Do any lines in the data below contain "green"? If so, copy every one of them.

┌─ Supplied data

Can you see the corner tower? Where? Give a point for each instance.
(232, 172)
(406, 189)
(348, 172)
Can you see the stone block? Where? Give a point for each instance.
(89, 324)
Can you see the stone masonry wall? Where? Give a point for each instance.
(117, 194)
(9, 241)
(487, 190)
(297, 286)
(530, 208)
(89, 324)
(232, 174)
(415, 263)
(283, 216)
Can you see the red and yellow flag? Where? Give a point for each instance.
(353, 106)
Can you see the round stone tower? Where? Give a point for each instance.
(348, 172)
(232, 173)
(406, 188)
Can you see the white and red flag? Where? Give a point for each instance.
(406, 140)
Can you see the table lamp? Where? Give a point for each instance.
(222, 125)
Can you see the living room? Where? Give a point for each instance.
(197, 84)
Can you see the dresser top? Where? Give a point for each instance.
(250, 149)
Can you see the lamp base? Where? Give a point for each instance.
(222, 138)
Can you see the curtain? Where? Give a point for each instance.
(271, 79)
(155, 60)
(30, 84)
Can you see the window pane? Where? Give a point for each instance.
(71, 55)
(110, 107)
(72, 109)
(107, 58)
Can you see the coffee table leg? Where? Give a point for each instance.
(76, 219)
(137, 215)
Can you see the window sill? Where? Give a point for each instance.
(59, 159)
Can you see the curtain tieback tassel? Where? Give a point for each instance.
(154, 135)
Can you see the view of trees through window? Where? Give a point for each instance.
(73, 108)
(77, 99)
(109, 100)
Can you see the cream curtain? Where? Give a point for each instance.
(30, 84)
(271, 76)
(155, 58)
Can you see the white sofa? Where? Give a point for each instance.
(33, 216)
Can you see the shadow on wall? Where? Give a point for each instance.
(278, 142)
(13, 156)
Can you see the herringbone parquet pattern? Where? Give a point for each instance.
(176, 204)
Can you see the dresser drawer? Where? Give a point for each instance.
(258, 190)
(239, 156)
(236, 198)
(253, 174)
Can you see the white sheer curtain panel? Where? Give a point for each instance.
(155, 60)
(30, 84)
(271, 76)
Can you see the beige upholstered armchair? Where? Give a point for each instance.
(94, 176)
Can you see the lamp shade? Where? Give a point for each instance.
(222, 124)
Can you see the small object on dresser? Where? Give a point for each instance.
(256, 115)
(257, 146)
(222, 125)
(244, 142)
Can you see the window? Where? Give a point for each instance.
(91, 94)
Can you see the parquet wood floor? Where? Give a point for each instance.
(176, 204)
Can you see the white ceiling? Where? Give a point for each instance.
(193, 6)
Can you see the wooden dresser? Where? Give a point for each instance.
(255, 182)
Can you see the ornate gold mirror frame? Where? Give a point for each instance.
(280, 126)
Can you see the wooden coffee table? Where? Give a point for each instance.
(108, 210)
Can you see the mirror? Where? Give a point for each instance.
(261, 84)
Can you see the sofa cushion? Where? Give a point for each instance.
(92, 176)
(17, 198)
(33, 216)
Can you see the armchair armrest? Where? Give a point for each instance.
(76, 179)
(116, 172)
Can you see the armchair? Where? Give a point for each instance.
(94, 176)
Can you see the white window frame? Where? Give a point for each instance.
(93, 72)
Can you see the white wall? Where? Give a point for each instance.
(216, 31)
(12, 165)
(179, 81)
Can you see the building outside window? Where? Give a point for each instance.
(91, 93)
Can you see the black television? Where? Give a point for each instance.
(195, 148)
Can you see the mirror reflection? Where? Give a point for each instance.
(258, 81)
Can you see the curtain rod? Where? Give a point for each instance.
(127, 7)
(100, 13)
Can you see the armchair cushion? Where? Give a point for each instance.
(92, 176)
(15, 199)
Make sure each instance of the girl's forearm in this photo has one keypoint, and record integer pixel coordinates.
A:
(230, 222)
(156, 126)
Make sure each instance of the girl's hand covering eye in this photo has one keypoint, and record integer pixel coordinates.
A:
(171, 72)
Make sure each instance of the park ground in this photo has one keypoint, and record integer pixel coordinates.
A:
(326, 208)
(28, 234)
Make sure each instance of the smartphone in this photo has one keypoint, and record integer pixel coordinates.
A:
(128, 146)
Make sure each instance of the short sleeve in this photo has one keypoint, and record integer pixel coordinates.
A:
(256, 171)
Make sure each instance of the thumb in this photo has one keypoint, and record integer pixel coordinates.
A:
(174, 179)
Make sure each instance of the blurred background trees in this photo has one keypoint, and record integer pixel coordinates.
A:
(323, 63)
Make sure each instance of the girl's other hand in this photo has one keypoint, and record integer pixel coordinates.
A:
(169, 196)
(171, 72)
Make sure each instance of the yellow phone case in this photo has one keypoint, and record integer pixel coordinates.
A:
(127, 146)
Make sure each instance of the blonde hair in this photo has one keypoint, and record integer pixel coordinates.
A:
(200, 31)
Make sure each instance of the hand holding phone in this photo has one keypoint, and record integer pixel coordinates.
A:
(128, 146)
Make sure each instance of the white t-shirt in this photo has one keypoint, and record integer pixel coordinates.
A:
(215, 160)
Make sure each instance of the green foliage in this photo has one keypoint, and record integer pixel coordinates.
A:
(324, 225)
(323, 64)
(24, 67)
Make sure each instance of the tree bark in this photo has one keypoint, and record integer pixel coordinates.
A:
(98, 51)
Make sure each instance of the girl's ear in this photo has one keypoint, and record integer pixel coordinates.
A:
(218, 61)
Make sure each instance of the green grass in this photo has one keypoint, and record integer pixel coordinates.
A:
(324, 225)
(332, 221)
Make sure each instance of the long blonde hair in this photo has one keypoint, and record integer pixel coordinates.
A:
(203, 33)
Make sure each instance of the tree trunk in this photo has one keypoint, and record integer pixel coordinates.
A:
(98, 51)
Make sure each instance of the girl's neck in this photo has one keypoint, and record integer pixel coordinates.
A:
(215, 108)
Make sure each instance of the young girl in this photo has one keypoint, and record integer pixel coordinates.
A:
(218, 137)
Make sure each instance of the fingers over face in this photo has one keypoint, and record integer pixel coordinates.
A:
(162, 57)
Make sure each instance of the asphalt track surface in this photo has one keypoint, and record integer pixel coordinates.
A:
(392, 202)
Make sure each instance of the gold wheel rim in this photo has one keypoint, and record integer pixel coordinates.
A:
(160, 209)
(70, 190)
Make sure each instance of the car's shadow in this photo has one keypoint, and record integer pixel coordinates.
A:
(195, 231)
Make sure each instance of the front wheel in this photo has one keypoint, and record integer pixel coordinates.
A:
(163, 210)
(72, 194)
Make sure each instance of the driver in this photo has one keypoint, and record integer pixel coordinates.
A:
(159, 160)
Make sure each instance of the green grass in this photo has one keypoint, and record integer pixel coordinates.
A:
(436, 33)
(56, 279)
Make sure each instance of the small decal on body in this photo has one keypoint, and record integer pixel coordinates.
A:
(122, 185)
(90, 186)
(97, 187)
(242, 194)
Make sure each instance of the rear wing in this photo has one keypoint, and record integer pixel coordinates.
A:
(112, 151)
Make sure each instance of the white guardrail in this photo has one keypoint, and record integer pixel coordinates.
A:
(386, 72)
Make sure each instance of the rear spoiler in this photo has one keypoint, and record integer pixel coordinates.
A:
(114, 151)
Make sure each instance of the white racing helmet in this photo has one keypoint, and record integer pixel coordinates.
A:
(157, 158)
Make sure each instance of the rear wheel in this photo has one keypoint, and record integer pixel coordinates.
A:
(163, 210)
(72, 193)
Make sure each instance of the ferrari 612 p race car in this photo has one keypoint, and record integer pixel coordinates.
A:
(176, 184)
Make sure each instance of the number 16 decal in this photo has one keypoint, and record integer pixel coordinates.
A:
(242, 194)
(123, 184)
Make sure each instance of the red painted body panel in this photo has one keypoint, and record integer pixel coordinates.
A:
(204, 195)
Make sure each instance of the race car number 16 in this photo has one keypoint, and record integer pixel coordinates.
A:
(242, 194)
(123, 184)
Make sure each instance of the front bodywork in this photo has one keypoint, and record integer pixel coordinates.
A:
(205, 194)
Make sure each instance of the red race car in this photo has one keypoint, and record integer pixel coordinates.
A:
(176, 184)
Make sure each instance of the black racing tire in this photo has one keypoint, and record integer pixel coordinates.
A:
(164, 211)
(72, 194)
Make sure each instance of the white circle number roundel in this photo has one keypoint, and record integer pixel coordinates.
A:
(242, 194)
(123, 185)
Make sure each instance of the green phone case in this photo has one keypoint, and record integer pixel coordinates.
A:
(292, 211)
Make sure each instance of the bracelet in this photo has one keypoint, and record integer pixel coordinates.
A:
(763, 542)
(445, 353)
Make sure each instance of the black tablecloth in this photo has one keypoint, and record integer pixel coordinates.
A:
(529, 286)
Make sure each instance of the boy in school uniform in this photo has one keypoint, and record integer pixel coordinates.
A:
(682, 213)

└─

» Answer
Make sure each instance of the green foliage in this photo has one keypoint, and record integer pixel coordinates.
Make sure each instance of the green grass in this photo has one keypoint, and record integer pixel coordinates.
Make sure each instance of the green grass in this photo has one keypoint, and record integer pixel coordinates.
Make sure each instance of the green phone case in this photo has one keypoint, and record integer pixel coordinates.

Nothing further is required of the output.